Assignment:
How many lines in the data below contain the word "positive"? Reply with the number alone.

Materials provided:
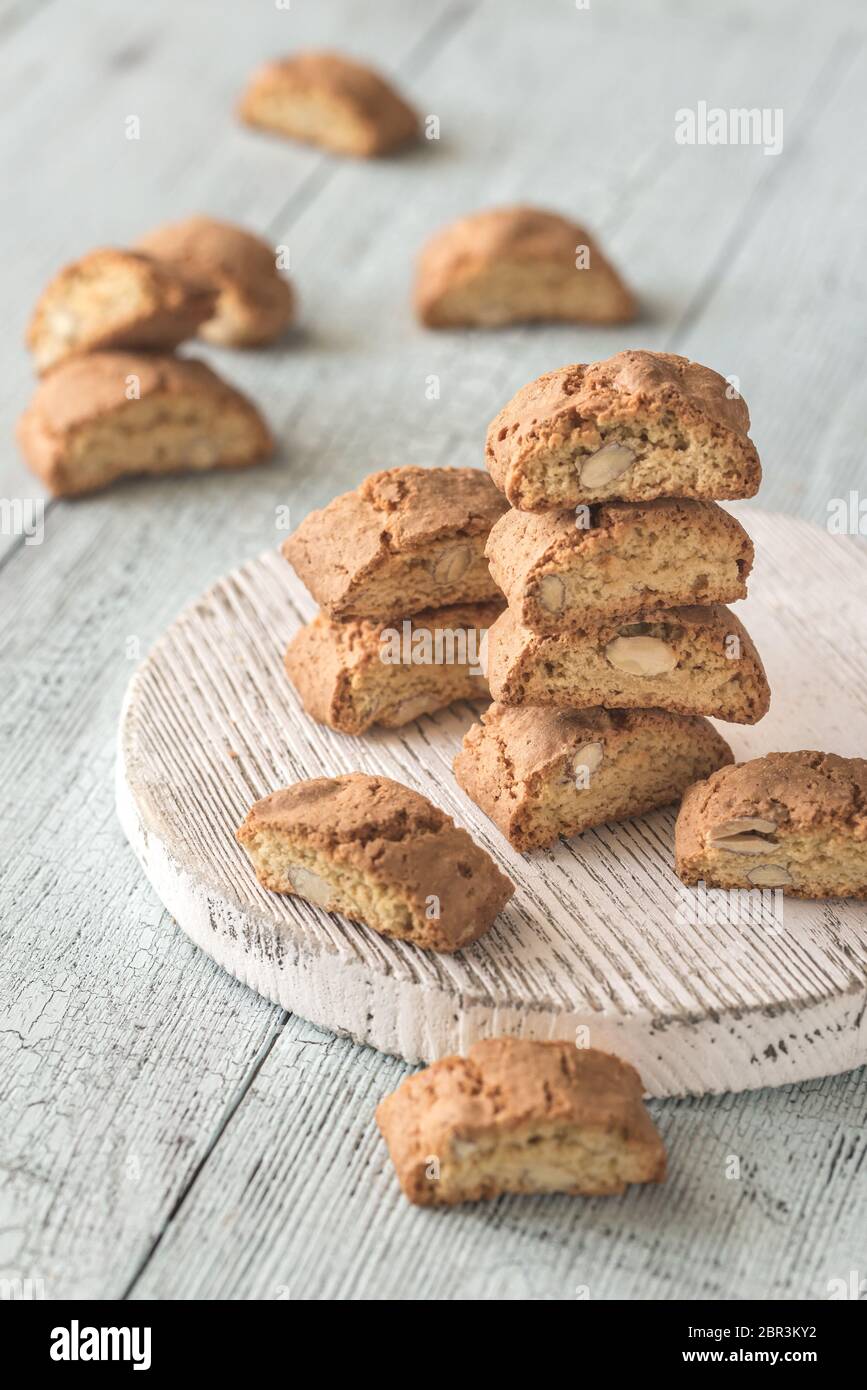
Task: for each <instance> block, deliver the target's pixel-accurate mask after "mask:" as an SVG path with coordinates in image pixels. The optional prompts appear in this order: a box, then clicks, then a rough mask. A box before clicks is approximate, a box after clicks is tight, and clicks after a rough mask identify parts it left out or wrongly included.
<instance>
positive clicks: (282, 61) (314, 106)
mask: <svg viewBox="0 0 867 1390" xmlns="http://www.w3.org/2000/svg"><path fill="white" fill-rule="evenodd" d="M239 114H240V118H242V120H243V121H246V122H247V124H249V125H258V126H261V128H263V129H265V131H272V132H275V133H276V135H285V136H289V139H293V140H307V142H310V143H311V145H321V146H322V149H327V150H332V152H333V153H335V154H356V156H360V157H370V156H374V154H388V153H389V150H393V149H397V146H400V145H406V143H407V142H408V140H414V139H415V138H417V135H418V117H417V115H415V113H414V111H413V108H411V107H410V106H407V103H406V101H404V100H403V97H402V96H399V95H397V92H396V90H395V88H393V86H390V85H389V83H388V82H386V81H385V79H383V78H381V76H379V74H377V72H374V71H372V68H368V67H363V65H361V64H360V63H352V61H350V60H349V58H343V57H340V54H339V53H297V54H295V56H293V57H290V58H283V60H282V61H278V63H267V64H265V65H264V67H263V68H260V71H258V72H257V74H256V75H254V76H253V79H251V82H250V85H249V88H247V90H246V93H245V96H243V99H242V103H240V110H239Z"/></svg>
...
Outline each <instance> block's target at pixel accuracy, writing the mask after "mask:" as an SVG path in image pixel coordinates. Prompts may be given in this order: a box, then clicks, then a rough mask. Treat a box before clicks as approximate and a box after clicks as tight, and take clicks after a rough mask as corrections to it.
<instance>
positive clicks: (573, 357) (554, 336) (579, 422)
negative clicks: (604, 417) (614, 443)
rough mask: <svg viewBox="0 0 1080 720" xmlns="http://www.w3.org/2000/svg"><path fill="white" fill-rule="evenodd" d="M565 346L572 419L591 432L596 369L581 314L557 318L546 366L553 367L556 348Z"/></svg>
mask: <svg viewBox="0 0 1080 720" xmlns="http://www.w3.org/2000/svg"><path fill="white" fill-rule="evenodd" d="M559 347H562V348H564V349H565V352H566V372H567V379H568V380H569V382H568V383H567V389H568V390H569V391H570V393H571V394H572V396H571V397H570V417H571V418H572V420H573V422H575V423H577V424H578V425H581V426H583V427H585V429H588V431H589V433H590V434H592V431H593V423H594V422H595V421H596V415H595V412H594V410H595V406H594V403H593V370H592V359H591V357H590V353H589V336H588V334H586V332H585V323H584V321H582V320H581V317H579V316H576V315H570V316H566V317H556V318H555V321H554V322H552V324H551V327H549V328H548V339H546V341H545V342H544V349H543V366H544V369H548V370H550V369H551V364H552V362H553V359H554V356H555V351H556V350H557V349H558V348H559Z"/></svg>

Task solution:
2